**The records**

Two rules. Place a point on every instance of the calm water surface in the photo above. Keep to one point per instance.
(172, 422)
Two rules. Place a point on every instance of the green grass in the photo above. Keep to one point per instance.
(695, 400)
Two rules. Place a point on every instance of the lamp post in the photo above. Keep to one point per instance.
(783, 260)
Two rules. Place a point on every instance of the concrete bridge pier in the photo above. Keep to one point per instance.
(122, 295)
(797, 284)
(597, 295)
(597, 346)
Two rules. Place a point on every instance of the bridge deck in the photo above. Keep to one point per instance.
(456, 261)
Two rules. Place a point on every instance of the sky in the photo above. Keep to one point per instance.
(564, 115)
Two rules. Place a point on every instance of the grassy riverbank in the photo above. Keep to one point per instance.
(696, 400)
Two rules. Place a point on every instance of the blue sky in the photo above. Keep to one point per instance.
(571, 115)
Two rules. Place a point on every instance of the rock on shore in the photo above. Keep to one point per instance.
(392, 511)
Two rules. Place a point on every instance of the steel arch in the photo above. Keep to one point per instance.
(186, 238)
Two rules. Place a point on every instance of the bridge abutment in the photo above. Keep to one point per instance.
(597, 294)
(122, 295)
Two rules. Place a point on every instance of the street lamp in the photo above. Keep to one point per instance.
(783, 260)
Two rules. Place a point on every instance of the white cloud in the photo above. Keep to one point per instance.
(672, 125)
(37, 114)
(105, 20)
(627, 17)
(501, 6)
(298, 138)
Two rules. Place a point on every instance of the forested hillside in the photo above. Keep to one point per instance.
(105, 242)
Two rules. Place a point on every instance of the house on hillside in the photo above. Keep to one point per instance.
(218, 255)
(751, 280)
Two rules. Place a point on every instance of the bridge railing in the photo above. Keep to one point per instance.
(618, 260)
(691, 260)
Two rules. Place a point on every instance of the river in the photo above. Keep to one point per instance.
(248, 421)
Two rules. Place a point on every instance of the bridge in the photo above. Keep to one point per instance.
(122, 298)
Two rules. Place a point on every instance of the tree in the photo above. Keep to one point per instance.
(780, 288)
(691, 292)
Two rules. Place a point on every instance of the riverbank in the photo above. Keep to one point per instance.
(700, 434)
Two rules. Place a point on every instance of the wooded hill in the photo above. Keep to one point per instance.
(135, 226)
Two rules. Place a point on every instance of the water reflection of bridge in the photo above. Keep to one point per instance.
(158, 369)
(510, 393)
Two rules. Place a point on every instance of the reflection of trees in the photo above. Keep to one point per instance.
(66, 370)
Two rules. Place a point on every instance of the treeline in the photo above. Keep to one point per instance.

**Description of the task**
Using the data above, print every record exactly as shown.

**Exercise response**
Two rules. Place a point on every instance of the calm water surface in the photo above. Keep to one point per instance.
(172, 422)
Two rules. Place a point on every instance of the green grass in the photo above. Keep to one point per instance.
(695, 400)
Two rules. Place a point on every instance of the lamp post in the photo above. Keep to one point per instance.
(783, 260)
Two rules. Place a point on every instance of the concrete bridge pier in the photo above. Keep to one point per instance.
(122, 295)
(797, 284)
(597, 295)
(597, 346)
Two rules. Place a point on every instance of the bridge deck in the photo above. Keep to one point per instance.
(456, 261)
Two rules. Place a point on every instance of the sky in the photo above. Keep to one point per instance.
(564, 115)
Two rules. Place a point on every instance of the grassy riverbank in the photo above. Keep to one point per instance.
(696, 400)
Two rules. Place a point on every instance of the blue sky in the photo above. Keep to one point per instance.
(571, 115)
Two rules. Place a point on every instance of the rock on shore in the photo above. Keep to one point per instance.
(392, 511)
Two rules. Place a point on every instance of the steel arch in the photo above. Keep to one point per instance.
(186, 238)
Two rules. Place a point on every instance of the bridge abutment in the photo above. Keep to one point per instance.
(597, 294)
(122, 295)
Two rules. Place a point on every instance of the street lamp in the photo above. Keep to one point per instance.
(783, 260)
Two rules. Place a point on every instance of the white cloud in the photo above. Keep to one point per instance.
(672, 125)
(37, 114)
(105, 20)
(627, 17)
(501, 6)
(298, 138)
Two rules. Place a point on every instance of the forested hillside in the photo above. Keep to one point per instance.
(105, 242)
Two rules. Place a point on every instance of the house on hillside in the photo above. Keep to one point per instance.
(218, 255)
(751, 280)
Two rules. Place a point on every instance of the bridge railing in the photo above. Keep to one point per instance.
(618, 260)
(691, 260)
Two rules. Place a point on every instance of the river in the photo above. Keep to one point per instance.
(248, 421)
Two rules. Place a point on every instance of the bridge in the photo above. Keep to one point per instance.
(122, 298)
Two rules. Place a point on every instance of the tree in the photo above. Keep to one point per instance.
(780, 288)
(691, 292)
Two rules. Place a point on every instance of the riverbank in the photo above. Keep to one point per instance.
(700, 434)
Two rules. Place a point on every instance of the wooded hill in the photo above. Keep to one point per instance.
(135, 226)
Two rules. Place a point on every instance of the water reflection of bridge in the photo above. Keep to one point per instance.
(158, 369)
(510, 393)
Two rules. Place a point on every instance of the reflection of trees in the photo above. Keep to one point per instance.
(66, 370)
Two rules. Place a point on every instance of the treeline in the photo above. Keep to one point per instance.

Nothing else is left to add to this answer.